Parts of the exercise:
1. Please write out the passage of the camera forum thread starting at "## compur (Mar" and ending at "Rolleiflex Automat cameras.".
2. In the camera forum thread, what price can an Autocord in mint condition fetch?
3. Continue the camera forum thread from its last line.

Extracted text:
## Start
If anyone has more info on these, I would love to hear it.


----------



## compur (Mar 29, 2010)

Your Autocord has a fine lens -- comparable to to the Schndeider Xenar and 
Zeiss Tessar lenses found on some Rolleiflex cameras.  Many say it is even 
better. This camera is also just about as sought-after as the basic Rolleiflex 
models.  In mint condition they can fetch $200-$300 or more, the same price 
range as the Rolleiflex Automat cameras.

The broken focus lever on the Autocord is fairly common on some of these 
cameras as it was not very sturdy on some models.  I sold one with the same
fault recently on eBay as a "fixer-upper" and it went for over $100 "as is."


----------



## benhasajeep (Mar 30, 2010)

Hey cool an Argus.  Their HQ was about 3 blocks from my house when I was growing up.  Would walk or ride my bike past it on the way to downtown Ann Arbor, MI.  They had already given up on cameras by then though.  But the building is still called the Argus building and had some extensive remodeling done while I was in high school to.  I had no clue who or what they used to be until later on.


----------



## Mitica100 (Mar 30, 2010)

Here's a  website describing the restoration of the focusing lever on your Autocord:

*CLICK*


----------



## Mitica100 (Mar 30, 2010)

Also some notes on disassembly from Rick Oleson's site:

*CLICK*


----------



## Mitica100 (Mar 30, 2010)
## End
(Labeled-object pointing entries)
## Start
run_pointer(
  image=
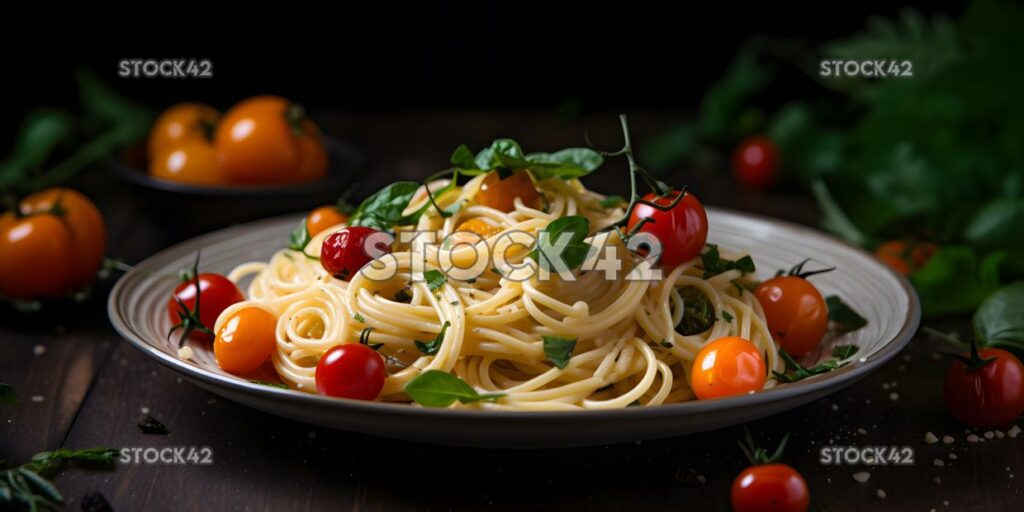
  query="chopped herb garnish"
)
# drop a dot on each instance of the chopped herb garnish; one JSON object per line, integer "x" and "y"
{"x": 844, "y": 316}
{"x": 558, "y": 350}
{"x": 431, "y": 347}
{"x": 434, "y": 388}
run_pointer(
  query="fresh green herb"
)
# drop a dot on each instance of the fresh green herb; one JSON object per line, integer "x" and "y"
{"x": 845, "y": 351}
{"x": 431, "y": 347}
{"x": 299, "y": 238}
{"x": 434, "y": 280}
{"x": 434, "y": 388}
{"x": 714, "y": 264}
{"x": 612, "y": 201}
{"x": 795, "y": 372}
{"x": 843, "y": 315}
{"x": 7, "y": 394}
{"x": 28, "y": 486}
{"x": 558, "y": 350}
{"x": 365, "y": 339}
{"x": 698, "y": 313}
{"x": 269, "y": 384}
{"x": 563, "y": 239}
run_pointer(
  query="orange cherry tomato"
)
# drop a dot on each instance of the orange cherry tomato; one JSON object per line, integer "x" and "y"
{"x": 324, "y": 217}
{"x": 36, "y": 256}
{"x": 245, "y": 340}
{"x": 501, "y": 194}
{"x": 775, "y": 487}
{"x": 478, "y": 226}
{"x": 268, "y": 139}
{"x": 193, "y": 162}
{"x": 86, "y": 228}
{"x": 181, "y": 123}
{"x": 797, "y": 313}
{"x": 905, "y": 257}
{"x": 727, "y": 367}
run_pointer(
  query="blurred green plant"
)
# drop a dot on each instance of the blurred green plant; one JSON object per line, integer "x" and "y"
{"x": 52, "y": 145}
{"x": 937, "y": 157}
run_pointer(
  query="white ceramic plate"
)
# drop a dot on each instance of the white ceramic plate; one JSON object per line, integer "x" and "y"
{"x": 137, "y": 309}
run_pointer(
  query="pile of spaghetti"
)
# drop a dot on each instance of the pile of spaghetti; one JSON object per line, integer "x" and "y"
## End
Exercise results:
1.
## compur (Mar 29, 2010)

Your Autocord has a fine lens -- comparable to to the Schndeider Xenar and 
Zeiss Tessar lenses found on some Rolleiflex cameras.  Many say it is even 
better. This camera is also just about as sought-after as the basic Rolleiflex 
models.  In mint condition they can fetch $200-$300 or more, the same price 
range as the Rolleiflex Automat cameras.

2. $200-$300 or more.

3.
And if you want to have someone else look at it and repair it:

karl.kathy@verizon.net

Check with Karl for rates. I don't know if he can address the meter but that's not vital, is it?


----------



## jeroen (Mar 31, 2010)

Thanks for the comments 

I shot a roll of 120 film with the Autocord today in the park using my dSLR's lightmeter for reference. I can pick up the negatives next week.

I'm afraid it does need a bit of restauration. The mechanism needs cleaning and although I can see a sharp image through the viewer, the focussing scale is way off. I have two left hands so all I can do is ruin my camera. But I also found an address of a specialized company that can do it for a reasonable price.

I'll keep you posted


----------



## Proteus617 (Apr 3, 2010)

The Argus 75 is a fun camera.  The shutters are a bit stiff and tend to jerk the camera sideways.  Careful bracing can result in surprisingly good photos.


----------



## jeroen (Apr 3, 2010)

I shot a roll of b&w film before I send my Autocord to a restorer yesterday. This is my favorite from the roll.


----------



## jeroen (Apr 4, 2010)

Here's one more. I have a roll of Kodachrome ready for when I get my camera back from restauration.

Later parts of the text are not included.